* _Trecho_
----

A aeronave entrou inicialmente em órbita de espera para se manter em segurança.
“Vocês querem ir para San Juan”, disse um controlador de tráfego aéreo à tripulação do voo da JetBlue, “vai ser por conta e risco de vocês”.
O risco naquela noite de janeiro vinha de um foguete experimental da SpaceX que explodiu minutos após a decolagem. Os pilotos do jato precisaram tomar uma decisão enquanto estavam posicionados ao norte de San Juan: continuar a viagem atravessando um possível campo de destroços do foguete ou correr o risco de ficar com pouco combustível sobre o mar.
Outros dois aviões — um operado pela Iberia e um jato executivo — acabaram enfrentando dilema semelhante. Eles declararam emergência por combustível e atravessaram a zona temporária de exclusão aérea, segundo registros da FAA (a ANAC dos EUA).
Todos os três voos, que segundo os registros transportavam cerca de 450 pessoas no total, pousaram em segurança.
Documentos da FAA analisados pelo The Wall Street Journal mostram que a explosão do Starship da SpaceX em 16 de janeiro representou um perigo maior para aeronaves em voo do que o que era conhecido publicamente.
A explosão espalhou destroços incandescentes por partes da região do Caribe por cerca de 50 minutos, segundo os documentos. Um pedaço de detrito atingindo uma aeronave em voo poderia ter consequências catastróficas: danos graves aos aviões e mortes de passageiros.

REUTERS/Joe Skipper
Um porta-voz da JetBlue disse que a companhia está confiante de que todos os seus voos evitaram com segurança áreas onde havia relatos ou observações de destroços. Uma porta-voz da Iberia afirmou que o voo da empresa passou “pela área depois que todos os destroços já haviam caído, portanto não houve risco à segurança”.
Controladores de tráfego aéreo correram para manter aviões afastados das áreas com destroços, mas isso aumentou a carga de trabalho e levou a um “risco extremo potencial à segurança”, segundo um relatório da FAA de uma unidade de controle de tráfego aéreo em Nova York. Após a explosão, pelo menos duas aeronaves voaram perigosamente próximas uma da outra, exigindo a intervenção de um controlador para evitar uma colisão.
Os documentos também afirmam que a SpaceX não informou imediatamente a agência sobre a explosão por meio de um canal oficial de emergência. A FAA exige que operadores de lançamento usem esse canal para alertar rapidamente sobre falhas. Os controladores precisam dessas informações sobre áreas com destroços para alertar os pilotos e tirá-los de perigo.
As zonas de exclusão aérea por detritos foram ativadas quatro minutos depois que o veículo Starship começou a deixar de transmitir dados sobre o voo de teste, mostram os documentos da FAA. A SpaceX confirmou à agência que o Starship estava se desintegrando 15 minutos depois disso, segundo os documentos.

----

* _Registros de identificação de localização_
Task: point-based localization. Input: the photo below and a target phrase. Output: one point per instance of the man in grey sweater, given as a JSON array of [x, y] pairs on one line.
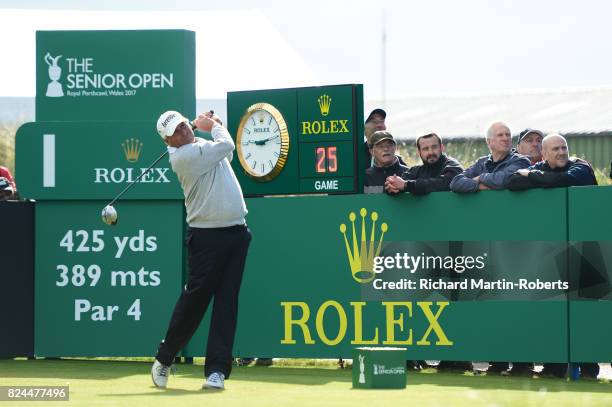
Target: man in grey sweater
[[217, 243], [494, 170]]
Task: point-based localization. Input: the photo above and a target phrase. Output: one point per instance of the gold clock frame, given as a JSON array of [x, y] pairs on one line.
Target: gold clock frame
[[284, 136]]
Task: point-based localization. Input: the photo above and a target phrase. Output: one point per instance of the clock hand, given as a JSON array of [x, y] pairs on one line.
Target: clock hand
[[262, 142]]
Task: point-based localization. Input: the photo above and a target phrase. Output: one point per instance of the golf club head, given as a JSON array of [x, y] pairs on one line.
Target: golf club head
[[109, 215]]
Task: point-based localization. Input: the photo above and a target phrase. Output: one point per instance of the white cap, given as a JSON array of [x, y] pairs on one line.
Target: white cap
[[167, 122]]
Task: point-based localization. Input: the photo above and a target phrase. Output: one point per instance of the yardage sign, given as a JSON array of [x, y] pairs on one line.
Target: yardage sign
[[298, 141]]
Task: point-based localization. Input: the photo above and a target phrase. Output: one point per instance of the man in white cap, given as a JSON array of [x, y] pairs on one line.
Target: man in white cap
[[529, 144], [217, 243]]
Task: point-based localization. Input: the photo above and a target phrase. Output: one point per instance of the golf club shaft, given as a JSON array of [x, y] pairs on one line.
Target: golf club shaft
[[131, 184]]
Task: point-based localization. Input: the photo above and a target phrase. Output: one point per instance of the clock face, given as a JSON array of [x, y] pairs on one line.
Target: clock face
[[263, 142]]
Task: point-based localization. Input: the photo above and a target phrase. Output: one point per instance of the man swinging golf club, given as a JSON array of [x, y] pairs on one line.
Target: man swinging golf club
[[217, 243]]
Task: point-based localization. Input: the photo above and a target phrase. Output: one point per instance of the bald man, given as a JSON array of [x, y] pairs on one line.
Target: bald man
[[492, 171], [557, 170]]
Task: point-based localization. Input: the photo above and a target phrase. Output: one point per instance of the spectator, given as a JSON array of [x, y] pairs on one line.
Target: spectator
[[557, 169], [386, 163], [494, 170], [436, 173], [374, 122], [6, 173], [6, 190], [529, 144]]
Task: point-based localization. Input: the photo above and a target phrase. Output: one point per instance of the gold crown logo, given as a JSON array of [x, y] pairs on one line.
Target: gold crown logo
[[361, 258], [131, 149], [324, 104]]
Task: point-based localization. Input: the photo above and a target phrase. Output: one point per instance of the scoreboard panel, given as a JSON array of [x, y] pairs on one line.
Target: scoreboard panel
[[320, 130]]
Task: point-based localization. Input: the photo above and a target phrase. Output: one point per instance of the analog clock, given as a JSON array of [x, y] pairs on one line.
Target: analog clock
[[262, 142]]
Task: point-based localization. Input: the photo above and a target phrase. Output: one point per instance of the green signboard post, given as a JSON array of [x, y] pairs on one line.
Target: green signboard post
[[103, 290], [94, 160], [114, 75]]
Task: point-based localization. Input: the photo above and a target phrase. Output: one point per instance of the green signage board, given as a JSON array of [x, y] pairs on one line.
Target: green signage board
[[93, 160], [325, 139], [114, 75], [590, 232], [104, 290], [302, 297]]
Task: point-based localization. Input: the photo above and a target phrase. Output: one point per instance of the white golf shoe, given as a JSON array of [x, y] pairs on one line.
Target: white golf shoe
[[159, 374], [215, 381]]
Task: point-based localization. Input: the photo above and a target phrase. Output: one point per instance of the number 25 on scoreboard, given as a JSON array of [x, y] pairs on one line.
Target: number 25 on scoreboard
[[327, 160]]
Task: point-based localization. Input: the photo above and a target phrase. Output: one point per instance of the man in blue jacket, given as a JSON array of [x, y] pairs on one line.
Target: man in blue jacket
[[494, 170], [557, 170]]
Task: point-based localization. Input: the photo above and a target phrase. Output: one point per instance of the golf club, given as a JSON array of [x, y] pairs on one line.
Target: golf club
[[109, 213]]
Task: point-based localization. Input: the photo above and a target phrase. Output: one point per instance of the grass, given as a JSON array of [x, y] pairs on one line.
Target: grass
[[127, 383]]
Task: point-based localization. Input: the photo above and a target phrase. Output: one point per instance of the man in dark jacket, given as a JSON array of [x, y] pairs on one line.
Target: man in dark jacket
[[494, 170], [382, 147], [557, 170], [436, 173]]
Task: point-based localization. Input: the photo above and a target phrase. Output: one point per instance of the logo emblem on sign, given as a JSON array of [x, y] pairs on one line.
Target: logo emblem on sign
[[131, 149], [54, 88], [324, 104], [361, 369], [361, 257]]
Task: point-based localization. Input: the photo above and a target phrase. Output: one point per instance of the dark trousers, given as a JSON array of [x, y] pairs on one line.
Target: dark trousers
[[216, 264]]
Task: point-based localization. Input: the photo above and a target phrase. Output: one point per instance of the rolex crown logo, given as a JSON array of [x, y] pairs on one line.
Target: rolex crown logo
[[131, 149], [324, 104], [361, 257]]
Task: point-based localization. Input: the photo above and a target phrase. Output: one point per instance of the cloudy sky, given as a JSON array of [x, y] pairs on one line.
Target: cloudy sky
[[432, 47]]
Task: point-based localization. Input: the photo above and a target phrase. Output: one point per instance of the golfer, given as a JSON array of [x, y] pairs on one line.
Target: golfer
[[217, 241]]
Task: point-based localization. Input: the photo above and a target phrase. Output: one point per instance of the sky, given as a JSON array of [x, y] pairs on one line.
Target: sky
[[432, 47]]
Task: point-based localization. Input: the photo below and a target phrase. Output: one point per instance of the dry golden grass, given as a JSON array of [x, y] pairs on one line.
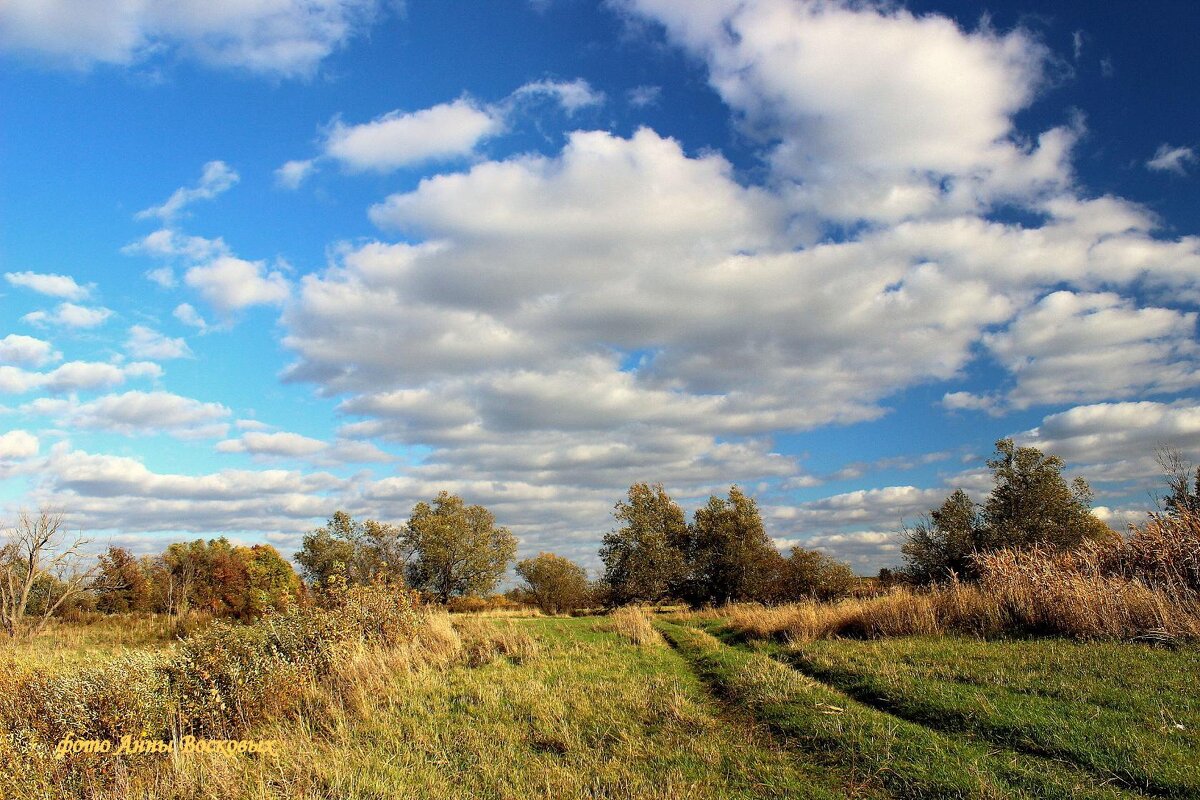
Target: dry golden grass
[[631, 623], [1145, 587], [487, 641]]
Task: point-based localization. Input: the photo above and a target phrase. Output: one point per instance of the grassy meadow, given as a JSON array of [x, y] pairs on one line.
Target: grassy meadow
[[633, 704]]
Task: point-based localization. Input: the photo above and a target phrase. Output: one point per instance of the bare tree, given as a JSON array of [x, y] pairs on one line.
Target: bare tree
[[1181, 476], [36, 549]]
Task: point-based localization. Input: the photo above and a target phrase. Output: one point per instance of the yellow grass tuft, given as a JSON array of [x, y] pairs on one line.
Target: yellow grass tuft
[[631, 623]]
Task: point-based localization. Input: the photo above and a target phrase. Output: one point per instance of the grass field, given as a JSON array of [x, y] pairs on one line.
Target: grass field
[[641, 707]]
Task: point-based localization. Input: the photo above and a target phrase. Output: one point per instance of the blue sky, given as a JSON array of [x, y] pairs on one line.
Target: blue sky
[[267, 260]]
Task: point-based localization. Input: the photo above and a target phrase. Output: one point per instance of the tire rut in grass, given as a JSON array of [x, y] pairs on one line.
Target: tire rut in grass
[[829, 781], [947, 719], [903, 757]]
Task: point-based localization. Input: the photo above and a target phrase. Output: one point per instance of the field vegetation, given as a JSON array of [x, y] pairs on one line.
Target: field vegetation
[[1024, 650]]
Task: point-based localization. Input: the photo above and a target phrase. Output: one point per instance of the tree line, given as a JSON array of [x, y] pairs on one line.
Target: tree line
[[450, 549]]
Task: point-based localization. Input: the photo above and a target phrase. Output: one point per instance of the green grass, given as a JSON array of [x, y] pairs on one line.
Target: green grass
[[1127, 713], [589, 715], [905, 758], [603, 708]]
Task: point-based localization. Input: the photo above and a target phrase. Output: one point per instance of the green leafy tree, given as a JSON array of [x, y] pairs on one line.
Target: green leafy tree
[[359, 552], [1031, 503], [553, 583], [121, 583], [225, 579], [270, 581], [945, 541], [645, 559], [810, 575], [457, 549], [731, 557]]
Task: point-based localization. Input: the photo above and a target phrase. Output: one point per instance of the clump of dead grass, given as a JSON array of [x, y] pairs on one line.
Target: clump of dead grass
[[631, 623]]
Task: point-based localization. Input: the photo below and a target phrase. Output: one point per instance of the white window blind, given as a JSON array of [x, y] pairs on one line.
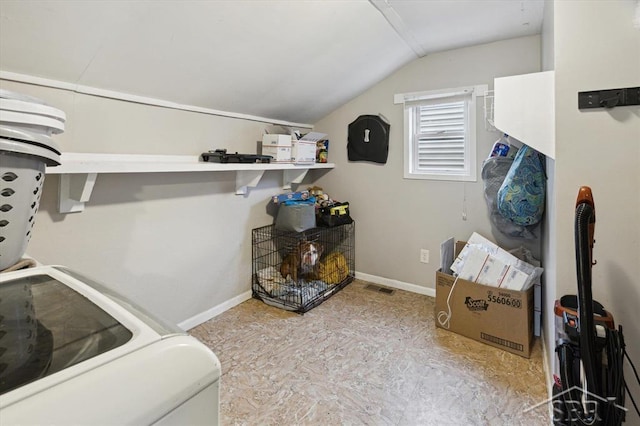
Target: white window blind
[[440, 137], [440, 133]]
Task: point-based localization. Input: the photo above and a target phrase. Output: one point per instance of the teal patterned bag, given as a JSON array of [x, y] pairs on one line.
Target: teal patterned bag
[[522, 194]]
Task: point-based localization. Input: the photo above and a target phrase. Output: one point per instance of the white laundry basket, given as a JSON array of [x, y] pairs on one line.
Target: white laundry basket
[[26, 148]]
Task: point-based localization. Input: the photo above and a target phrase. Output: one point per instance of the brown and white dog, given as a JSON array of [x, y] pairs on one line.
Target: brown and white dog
[[303, 261]]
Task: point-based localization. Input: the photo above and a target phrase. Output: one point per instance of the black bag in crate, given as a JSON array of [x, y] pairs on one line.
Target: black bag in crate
[[334, 215]]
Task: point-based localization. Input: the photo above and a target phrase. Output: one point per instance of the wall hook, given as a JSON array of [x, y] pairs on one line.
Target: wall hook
[[609, 98]]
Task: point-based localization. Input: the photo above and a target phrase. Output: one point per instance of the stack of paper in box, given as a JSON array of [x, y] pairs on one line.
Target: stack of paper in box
[[481, 261]]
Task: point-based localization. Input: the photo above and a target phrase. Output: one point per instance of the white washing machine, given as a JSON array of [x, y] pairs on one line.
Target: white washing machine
[[73, 352]]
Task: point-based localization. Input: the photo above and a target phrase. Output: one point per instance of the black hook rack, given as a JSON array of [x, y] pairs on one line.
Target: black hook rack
[[609, 98]]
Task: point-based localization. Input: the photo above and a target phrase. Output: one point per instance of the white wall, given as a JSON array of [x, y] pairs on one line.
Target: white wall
[[397, 217], [596, 47], [179, 244]]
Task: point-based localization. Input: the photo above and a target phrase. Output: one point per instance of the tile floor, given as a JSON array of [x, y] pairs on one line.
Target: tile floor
[[366, 358]]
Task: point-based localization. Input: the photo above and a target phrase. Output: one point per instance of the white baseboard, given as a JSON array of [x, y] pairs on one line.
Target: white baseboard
[[400, 285], [205, 316], [215, 311]]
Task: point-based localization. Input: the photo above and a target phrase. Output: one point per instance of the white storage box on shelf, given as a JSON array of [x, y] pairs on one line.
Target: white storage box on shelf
[[280, 154], [26, 147], [78, 353]]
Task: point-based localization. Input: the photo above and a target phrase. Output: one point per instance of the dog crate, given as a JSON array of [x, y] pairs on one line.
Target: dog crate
[[297, 271]]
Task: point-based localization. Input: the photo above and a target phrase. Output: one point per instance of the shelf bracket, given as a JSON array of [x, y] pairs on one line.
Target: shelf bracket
[[246, 179], [292, 176], [75, 190]]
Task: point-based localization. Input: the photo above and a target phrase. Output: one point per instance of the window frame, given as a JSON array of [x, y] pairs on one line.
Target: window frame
[[434, 97]]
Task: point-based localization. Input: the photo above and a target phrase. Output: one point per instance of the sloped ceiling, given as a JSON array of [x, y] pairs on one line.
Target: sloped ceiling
[[286, 60]]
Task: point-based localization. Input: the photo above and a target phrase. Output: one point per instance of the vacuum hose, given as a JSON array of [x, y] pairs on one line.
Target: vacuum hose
[[584, 230]]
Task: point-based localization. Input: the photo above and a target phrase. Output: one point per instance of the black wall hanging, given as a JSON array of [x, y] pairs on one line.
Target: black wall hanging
[[368, 139], [609, 98]]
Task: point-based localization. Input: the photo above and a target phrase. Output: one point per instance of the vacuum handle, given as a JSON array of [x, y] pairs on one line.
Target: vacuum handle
[[585, 196]]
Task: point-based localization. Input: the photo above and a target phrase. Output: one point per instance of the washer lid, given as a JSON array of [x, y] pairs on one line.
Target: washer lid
[[50, 327], [32, 108]]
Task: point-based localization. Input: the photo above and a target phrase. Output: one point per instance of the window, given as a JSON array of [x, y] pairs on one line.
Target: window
[[439, 131]]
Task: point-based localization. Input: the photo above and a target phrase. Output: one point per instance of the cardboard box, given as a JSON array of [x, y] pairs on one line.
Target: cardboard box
[[303, 152], [499, 317], [275, 140], [280, 154]]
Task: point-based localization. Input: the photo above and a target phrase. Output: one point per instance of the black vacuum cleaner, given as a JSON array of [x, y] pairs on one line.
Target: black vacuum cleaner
[[590, 388]]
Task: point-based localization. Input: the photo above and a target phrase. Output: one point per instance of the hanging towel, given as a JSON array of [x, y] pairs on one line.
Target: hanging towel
[[521, 196]]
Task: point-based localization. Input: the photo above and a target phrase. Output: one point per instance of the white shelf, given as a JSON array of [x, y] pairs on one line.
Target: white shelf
[[79, 172], [524, 109]]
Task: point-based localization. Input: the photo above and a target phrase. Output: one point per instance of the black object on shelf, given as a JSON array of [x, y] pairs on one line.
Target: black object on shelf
[[221, 156], [609, 98]]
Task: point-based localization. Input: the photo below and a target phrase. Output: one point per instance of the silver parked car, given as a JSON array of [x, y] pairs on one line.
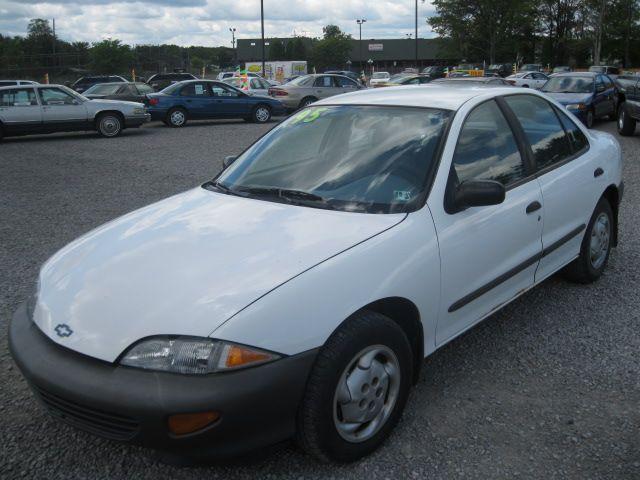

----

* _Lista de exercícios_
(A) Diga se cada afirmação a seguir está de acordo com o trecho sobre a explosão do Starship. Para cada uma, responda sim ou não e cite literalmente as palavras do trecho que decidem a resposta: (i) os destroços incandescentes se espalharam por partes do Caribe por cerca de 50 minutos; (ii) a SpaceX avisou a agência imediatamente pelo canal oficial de emergência; (iii) as zonas de exclusão aérea foram ativadas dez minutos depois que o Starship parou de transmitir dados.
(B) Por favor, transforme em tabela Markdown tudo o que vai da linha dos registros que contém "the black wall" até a linha que contém "[[368, 139], [609, 98]]", incluindo as duas. Use as colunas Número e Linha e deixe de fora as linhas em branco.
O trecho e os registros não têm relação entre si.

* _Respostas das tarefas_
(A)
(i) Sim: "A explosão espalhou destroços incandescentes por partes da região do Caribe por cerca de 50 minutos"
(ii) Não: "a SpaceX não informou imediatamente a agência sobre a explosão por meio de um canal oficial de emergência"
(iii) Não: "As zonas de exclusão aérea por detritos foram ativadas quatro minutos depois que o veículo Starship começou a deixar de transmitir dados sobre o voo de teste"

(B)
| Número | Linha |
|---|---|
| 1 | Task: point-based localization. Input: the photo above and a target phrase. Output: one point per instance of the black wall hanging, given as a JSON array of [x, y] pairs on one line. |
| 2 | Target: black wall hanging |
| 3 | [[368, 139], [609, 98]] |